Text:
○ ○ ○

There are a lot of extras on this disc, none of which will lead the blind to a full understanding of Bresson -- Savant would be dishonest to make that claim on his own behalf. But the extras provide viewpoints and clues to ponder. James Quandt's commentary is a formal analysis of the film that holds it in proper reverence while pointing out its endless parade of oddities. He notes the apparent disconnect between Michel and his voiceover, and notes that everything in the movie seems organized in symmetrical pairs - trips to the racetrack, talks to the policeman, etc. The endlessly eloquent Bresson speaks on an old French television show and our own Paul Schrader provides a video interview explaining how Bresson inspired him to become a filmmaker. All of these witnesses (even Bresson, to some extent) seem privvy to a miracle, the essence of which cannot be communicated through speech. If cinema really is capable of saying things that can't be turned into words spoken or written down, then Bresson is the real-deal cinema guru of them all.

○ ○ ○

(Items from a data source)
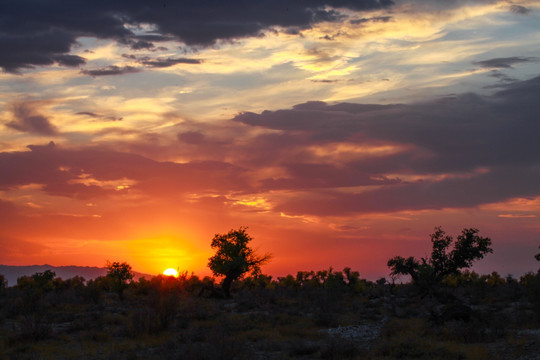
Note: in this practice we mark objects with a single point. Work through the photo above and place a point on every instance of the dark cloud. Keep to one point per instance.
(163, 63)
(502, 63)
(69, 60)
(459, 152)
(111, 70)
(28, 119)
(34, 32)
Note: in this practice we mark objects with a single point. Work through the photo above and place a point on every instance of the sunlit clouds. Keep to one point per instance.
(341, 133)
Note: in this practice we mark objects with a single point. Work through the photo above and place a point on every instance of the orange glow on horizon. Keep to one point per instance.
(171, 272)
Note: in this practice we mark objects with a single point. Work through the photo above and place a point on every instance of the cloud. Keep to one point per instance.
(88, 173)
(373, 19)
(28, 119)
(502, 63)
(191, 137)
(98, 116)
(451, 153)
(163, 63)
(111, 70)
(518, 9)
(34, 33)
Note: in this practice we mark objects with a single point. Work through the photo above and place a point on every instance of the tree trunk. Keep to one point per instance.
(226, 286)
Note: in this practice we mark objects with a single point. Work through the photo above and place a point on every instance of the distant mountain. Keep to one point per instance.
(12, 273)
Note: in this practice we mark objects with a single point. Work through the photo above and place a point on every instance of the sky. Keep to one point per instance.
(341, 133)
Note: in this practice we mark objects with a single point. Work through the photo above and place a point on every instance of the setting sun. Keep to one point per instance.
(170, 272)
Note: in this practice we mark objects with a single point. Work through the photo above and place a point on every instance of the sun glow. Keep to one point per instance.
(171, 272)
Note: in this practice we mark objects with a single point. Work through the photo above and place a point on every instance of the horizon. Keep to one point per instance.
(341, 133)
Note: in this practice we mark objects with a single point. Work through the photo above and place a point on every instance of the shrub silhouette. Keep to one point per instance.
(234, 257)
(119, 274)
(467, 248)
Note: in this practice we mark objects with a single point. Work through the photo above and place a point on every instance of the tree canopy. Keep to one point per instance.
(120, 274)
(234, 257)
(467, 248)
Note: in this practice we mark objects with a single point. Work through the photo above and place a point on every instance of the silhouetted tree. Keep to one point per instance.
(467, 248)
(3, 283)
(234, 257)
(120, 274)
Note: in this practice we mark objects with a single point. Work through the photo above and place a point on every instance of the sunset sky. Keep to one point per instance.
(339, 132)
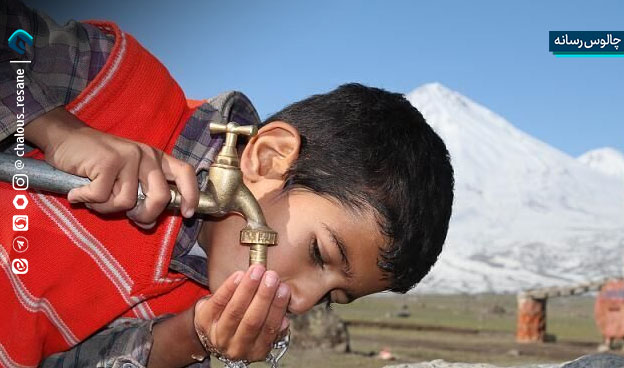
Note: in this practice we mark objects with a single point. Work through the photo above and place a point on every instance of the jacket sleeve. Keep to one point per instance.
(63, 60)
(126, 343)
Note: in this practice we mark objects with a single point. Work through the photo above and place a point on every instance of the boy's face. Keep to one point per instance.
(302, 220)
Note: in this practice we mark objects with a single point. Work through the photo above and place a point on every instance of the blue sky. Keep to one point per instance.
(495, 52)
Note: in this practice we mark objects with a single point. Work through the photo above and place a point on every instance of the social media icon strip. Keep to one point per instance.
(20, 244)
(20, 222)
(20, 201)
(19, 266)
(20, 181)
(19, 39)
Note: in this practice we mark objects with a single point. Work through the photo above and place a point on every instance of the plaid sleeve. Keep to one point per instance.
(64, 59)
(126, 343)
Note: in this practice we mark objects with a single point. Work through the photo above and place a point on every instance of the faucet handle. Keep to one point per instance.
(232, 127)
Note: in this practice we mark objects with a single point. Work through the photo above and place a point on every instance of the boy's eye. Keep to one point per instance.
(315, 253)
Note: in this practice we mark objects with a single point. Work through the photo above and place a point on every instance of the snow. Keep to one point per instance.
(525, 214)
(606, 160)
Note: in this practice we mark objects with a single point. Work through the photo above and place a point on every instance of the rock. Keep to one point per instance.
(588, 361)
(404, 312)
(319, 329)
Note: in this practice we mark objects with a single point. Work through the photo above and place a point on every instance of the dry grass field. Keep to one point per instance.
(466, 328)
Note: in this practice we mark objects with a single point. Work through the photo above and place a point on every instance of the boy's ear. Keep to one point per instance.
(271, 152)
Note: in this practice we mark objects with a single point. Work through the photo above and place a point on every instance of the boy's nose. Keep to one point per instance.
(303, 297)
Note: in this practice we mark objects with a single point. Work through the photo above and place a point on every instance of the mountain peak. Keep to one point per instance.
(607, 160)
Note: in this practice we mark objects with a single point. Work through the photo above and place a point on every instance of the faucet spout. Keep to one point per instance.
(228, 193)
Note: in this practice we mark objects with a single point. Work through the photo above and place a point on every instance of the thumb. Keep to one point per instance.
(98, 191)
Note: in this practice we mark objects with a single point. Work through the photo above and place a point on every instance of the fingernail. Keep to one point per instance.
(285, 323)
(270, 279)
(256, 272)
(238, 278)
(131, 213)
(145, 226)
(282, 290)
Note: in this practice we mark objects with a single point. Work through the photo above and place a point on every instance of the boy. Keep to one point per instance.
(357, 185)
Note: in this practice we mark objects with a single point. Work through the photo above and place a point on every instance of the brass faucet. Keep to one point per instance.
(226, 193)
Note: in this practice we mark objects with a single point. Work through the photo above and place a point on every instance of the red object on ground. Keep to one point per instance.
(84, 271)
(609, 310)
(531, 324)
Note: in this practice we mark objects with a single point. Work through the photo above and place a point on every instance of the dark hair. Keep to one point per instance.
(367, 147)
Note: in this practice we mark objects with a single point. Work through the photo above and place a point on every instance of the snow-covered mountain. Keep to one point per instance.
(607, 160)
(525, 213)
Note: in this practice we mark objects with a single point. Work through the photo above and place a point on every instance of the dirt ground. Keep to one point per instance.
(456, 328)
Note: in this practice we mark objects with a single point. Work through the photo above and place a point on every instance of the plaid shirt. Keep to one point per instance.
(64, 60)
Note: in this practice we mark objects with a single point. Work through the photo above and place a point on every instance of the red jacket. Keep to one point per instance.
(85, 271)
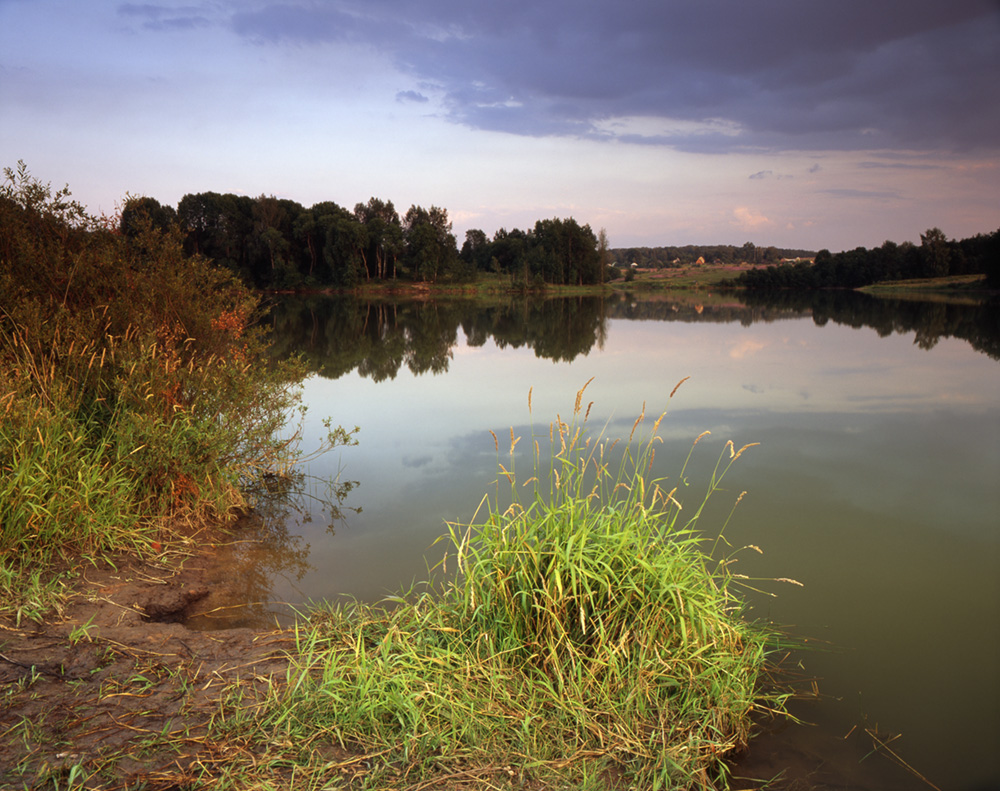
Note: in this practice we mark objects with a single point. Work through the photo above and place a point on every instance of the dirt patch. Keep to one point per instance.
(118, 692)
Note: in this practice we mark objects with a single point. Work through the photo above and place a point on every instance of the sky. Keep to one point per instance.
(794, 123)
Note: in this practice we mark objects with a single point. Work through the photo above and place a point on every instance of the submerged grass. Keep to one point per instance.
(587, 639)
(135, 392)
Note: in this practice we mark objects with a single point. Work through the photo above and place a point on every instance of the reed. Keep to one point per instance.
(587, 638)
(136, 393)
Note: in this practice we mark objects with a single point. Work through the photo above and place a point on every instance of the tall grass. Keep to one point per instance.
(135, 392)
(586, 639)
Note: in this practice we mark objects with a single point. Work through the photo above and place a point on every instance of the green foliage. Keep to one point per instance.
(585, 632)
(133, 386)
(935, 257)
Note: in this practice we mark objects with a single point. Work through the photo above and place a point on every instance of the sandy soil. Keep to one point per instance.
(118, 692)
(118, 683)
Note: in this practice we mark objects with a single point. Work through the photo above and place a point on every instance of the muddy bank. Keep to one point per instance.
(119, 691)
(119, 687)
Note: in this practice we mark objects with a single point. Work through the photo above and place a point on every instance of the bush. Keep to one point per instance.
(134, 388)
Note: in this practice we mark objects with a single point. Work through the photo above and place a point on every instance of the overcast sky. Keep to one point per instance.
(795, 123)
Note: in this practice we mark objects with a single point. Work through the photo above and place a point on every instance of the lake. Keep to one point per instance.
(876, 483)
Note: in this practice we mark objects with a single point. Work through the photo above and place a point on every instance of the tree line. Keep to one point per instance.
(279, 244)
(936, 256)
(666, 257)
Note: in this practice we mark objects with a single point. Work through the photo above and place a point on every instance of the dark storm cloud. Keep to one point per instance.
(162, 17)
(783, 73)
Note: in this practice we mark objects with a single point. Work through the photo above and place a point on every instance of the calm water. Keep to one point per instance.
(876, 483)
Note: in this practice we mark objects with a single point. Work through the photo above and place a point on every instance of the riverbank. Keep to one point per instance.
(105, 697)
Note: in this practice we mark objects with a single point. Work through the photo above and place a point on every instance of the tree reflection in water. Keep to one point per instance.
(241, 574)
(377, 337)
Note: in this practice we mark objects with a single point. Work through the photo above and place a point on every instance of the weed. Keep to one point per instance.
(588, 630)
(83, 632)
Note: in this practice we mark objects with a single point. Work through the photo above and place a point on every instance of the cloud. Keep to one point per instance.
(860, 193)
(411, 96)
(771, 74)
(746, 348)
(161, 17)
(749, 220)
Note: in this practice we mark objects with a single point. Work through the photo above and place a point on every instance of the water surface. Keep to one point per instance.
(875, 483)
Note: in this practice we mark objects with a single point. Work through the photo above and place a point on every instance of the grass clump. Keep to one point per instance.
(135, 391)
(587, 639)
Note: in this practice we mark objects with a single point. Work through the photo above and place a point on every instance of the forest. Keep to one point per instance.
(275, 243)
(936, 256)
(665, 257)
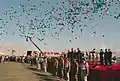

○ ○ ○

What the task asks:
Please decide whether each statement below agrees with the Bresson disc review, and back each yes or no with the deciding words quoted from the review.
1. James Quandt's commentary observes that much of the film comes in symmetrical pairs.
2. Paul Schrader speaks on an old French television show.
3. The reviewer says the extras will bring viewers to a full understanding of Bresson.

Reply:
1. Yes: "notes that everything in the movie seems organized in symmetrical pairs"
2. No: "The endlessly eloquent Bresson speaks on an old French television show and our own Paul Schrader provides a video interview"
3. No: "none of which will lead the blind to a full understanding of Bresson"